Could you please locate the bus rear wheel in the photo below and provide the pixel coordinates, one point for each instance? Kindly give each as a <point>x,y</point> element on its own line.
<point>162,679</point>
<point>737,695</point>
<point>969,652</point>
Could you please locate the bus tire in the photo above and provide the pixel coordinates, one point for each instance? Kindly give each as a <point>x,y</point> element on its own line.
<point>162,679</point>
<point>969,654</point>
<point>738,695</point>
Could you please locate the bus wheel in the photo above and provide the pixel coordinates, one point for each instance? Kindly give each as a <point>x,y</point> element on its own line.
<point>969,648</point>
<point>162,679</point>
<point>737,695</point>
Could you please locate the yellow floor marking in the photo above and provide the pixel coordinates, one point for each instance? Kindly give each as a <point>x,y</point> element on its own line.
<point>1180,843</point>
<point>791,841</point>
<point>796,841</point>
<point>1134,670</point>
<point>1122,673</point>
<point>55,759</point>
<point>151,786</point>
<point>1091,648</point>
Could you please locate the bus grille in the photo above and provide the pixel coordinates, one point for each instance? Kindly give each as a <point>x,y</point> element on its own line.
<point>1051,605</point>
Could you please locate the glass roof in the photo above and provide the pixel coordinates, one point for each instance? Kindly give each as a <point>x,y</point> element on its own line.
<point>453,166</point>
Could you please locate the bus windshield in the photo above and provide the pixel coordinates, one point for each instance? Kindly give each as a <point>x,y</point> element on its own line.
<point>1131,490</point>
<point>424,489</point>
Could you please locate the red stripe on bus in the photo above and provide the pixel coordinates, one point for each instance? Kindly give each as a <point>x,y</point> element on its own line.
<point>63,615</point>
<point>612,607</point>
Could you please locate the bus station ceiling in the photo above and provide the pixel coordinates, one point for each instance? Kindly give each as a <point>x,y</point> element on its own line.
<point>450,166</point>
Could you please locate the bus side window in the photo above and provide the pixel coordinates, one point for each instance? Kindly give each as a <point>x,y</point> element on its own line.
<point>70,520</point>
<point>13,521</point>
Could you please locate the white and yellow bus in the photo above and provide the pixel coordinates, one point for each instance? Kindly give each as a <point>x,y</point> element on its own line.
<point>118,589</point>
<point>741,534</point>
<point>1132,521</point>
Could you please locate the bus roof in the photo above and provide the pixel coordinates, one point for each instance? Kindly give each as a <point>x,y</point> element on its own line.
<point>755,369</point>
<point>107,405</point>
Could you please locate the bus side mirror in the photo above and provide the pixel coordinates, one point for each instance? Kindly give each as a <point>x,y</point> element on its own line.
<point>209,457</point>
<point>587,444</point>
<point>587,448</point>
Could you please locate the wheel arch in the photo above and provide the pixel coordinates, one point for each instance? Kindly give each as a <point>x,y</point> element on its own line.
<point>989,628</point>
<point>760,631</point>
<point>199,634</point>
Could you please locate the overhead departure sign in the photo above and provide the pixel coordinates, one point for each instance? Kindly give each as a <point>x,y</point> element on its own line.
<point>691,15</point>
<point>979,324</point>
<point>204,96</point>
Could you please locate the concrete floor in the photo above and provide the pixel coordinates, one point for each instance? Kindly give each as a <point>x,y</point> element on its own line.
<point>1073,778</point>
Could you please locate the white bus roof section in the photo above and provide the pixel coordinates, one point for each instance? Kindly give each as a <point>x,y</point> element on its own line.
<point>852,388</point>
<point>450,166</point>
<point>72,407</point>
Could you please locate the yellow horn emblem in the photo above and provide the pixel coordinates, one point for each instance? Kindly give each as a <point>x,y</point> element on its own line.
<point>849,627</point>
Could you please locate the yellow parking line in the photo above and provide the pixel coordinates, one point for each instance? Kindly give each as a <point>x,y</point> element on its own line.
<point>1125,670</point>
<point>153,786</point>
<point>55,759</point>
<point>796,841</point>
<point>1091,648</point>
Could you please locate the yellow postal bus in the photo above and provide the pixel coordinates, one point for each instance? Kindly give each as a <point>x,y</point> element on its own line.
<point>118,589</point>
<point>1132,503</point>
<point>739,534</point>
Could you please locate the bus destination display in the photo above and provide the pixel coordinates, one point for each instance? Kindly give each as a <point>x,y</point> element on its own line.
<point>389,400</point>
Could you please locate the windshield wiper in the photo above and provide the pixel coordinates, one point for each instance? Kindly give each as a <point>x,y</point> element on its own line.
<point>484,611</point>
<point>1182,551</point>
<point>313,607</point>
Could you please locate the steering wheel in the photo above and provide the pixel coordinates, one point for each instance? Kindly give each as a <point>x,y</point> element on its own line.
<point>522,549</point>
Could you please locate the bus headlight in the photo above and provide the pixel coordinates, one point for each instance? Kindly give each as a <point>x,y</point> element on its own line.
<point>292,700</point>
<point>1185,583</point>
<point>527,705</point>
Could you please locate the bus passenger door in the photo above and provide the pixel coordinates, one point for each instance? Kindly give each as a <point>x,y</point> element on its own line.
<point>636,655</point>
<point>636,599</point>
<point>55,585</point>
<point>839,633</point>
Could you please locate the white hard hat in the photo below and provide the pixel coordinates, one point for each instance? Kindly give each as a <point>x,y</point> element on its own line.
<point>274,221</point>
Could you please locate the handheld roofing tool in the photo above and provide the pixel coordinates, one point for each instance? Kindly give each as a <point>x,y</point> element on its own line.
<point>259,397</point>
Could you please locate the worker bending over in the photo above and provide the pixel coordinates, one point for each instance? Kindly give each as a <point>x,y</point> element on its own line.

THE PROBLEM: Could you rescale the data starting at the line that contains "Could you please locate the steering" and ending at the end of the data, giving those lines again with the requests unchanged and every answer coordinate multiplied by 0.7 and rounded to a whole number, halves rounding up?

ANSWER TO THE TASK:
Could you please locate the steering wheel in the photo above and provide the pixel coordinates, one point for each instance? Kindly give each as a <point>x,y</point> element on its own line.
<point>365,384</point>
Could you please locate the bus headlight in the photo above and provide the pixel coordinates, one point for each instance? Kindly give each as a <point>x,y</point> element on its own line.
<point>204,490</point>
<point>830,408</point>
<point>369,494</point>
Could you please locate the bus passenger door in the photo above and provide the pixel coordinates, one point for each instance? Kindly give each as a <point>x,y</point> element on its own line.
<point>445,459</point>
<point>445,419</point>
<point>39,410</point>
<point>587,443</point>
Could you please locate the white hard hat in the photo below and provide the pixel coordinates, one point for each instance? Kindly give each as a <point>x,y</point> element on its own line.
<point>192,155</point>
Could you please locate the handheld roofing tool in the photo above and provide the pixel coordinates, one point for each instance? Kindly give each as a <point>x,y</point> element on its own line.
<point>181,278</point>
Could you please locate the worker bending over in the photo above and provide the pixel coordinates, one point for each instance? Kindly give each as a <point>x,y</point> element on its own line.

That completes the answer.